[Estratto della fonte]:
□ □ □

La gente era povera. Viveva in case essenziali, riscaldate dalla stufa a legna. I bagni erano in fondo al giardino, chiusi tra quattro assi di legno. C’era la corrente elettrica, ma non l’acqua corrente ed ogni casa aveva una corte, un appezzamento di terreno e la stalla con gli animali. A Bozna ed in tutta l’area, c’erano le bufale, “bivolite”, ma non esisteva che un tipo di formaggio, “telemeà”, la mozzarella era una nobile scosciuta. Questo nei villaggi in campagna. In città c’era apparentemente tutto, acqua corrente, riscaldamento, bagni e fognature oltre che il telefono, ma sembrava tutto vecchio, usato e decadente oltre che precario e sporco. Preferivo i villaggi, almeno questi mantenevano quello che promettevano e poi la gente, la maggior parte, faceva di tutto per rendere le proprie abitazioni dignitose e pulite. Il pubblico, al pari del nostro sud Italia, lasciava a desiderare. Strade, canali e tutto quello che non era direttamente posseduto da qualcuno, era di tutti, quindi di nessuno. Il comunismo aveva, decisamente sradicato con brutalità inaudita, qualsiasi concetto di cooperazione e di unione. Paradossalmente il regime per eccellenza delle cooperative e dell’unione delle forze oltre che degli averi, aveva desertifcato qualsiasi buona intenzione di coalizzazione e collaborazione. La gente aveva patito le pene ed i terrori delle collettivazioni forzate. Uomini semplici, ma piccoli proprietari di pascoli, boschi e terreni fertili, avevano preferito darsi alla macchia piuttosto di acconsentire alla “volontaria” cessione dei propri beni alle nascenti cooperative agricole di produzione, i famosi “CAP” di cui tutta la Romania porta ancora oggi i segni, marcati da fatiscenti costruizioni agricole, per lo più stalle e depositi di cereali, disseminati per tutto il territorio nazionale.
E quel clima, perfetto, senza umidità, l’aria pulita che odorava di fresco inondava piacevolmente i polmoni di nuova linfa vitale. Questo non valeva per Zalau, appestata da un annorbante puzzo onnipresente, ma in campagna, oltre il monte Meses, sulla strada per Cluj-Napoca, c’era il paradiso.

□ □ □

[Voci tratte da una raccolta]
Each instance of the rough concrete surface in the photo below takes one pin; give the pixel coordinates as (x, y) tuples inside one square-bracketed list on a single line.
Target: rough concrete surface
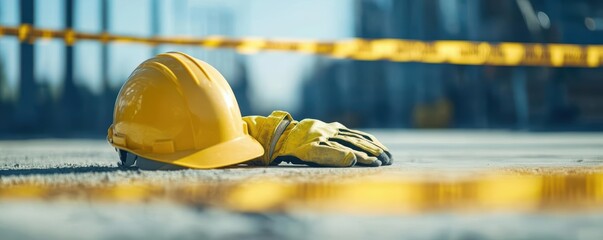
[(418, 154)]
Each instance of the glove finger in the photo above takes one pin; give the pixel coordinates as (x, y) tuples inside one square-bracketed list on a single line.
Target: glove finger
[(364, 135), (362, 157), (360, 144), (325, 154), (388, 158)]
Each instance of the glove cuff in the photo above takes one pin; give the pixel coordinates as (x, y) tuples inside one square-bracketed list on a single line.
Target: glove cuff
[(272, 129)]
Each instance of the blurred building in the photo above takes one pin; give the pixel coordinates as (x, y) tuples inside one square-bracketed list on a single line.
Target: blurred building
[(389, 94)]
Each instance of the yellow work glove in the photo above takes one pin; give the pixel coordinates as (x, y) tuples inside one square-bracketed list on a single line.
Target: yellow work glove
[(314, 143)]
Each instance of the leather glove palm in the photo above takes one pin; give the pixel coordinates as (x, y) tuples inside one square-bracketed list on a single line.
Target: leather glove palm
[(314, 142)]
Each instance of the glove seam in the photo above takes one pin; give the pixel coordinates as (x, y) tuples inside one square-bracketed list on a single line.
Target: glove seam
[(275, 118)]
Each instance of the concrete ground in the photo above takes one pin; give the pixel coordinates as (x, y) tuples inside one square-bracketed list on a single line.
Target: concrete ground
[(420, 155)]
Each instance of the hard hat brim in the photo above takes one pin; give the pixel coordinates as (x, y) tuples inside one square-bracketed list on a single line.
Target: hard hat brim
[(235, 151)]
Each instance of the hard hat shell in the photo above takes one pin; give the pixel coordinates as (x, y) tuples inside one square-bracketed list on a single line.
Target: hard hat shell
[(180, 110)]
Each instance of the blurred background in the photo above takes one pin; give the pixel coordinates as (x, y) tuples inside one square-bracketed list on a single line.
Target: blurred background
[(50, 89)]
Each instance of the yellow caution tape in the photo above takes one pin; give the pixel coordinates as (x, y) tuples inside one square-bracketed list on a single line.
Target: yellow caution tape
[(372, 195), (397, 50)]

□ □ □

[Cosa si chiede]:
1) Riporta fedelmente il passo del brano sulla Romania compreso tra "E quel clima, perfetto, senza" e "c’era il paradiso.", estremi inclusi.
2) Rispondi a queste domande in base al brano sulla Romania:
(a) Con che cosa erano riscaldate le case?
(b) Qual era l'unico tipo di formaggio che esisteva?
(c) Quale città era appestata da un puzzo onnipresente?
Il materiale non ha alcun legame con il brano sulla Romania.

[Risposte corrette]:
1)
E quel clima, perfetto, senza umidità, l’aria pulita che odorava di fresco inondava piacevolmente i polmoni di nuova linfa vitale. Questo non valeva per Zalau, appestata da un annorbante puzzo onnipresente, ma in campagna, oltre il monte Meses, sulla strada per Cluj-Napoca, c’era il paradiso.

2)
(a) Con la stufa a legna.
(b) Il "telemeà".
(c) Zalau.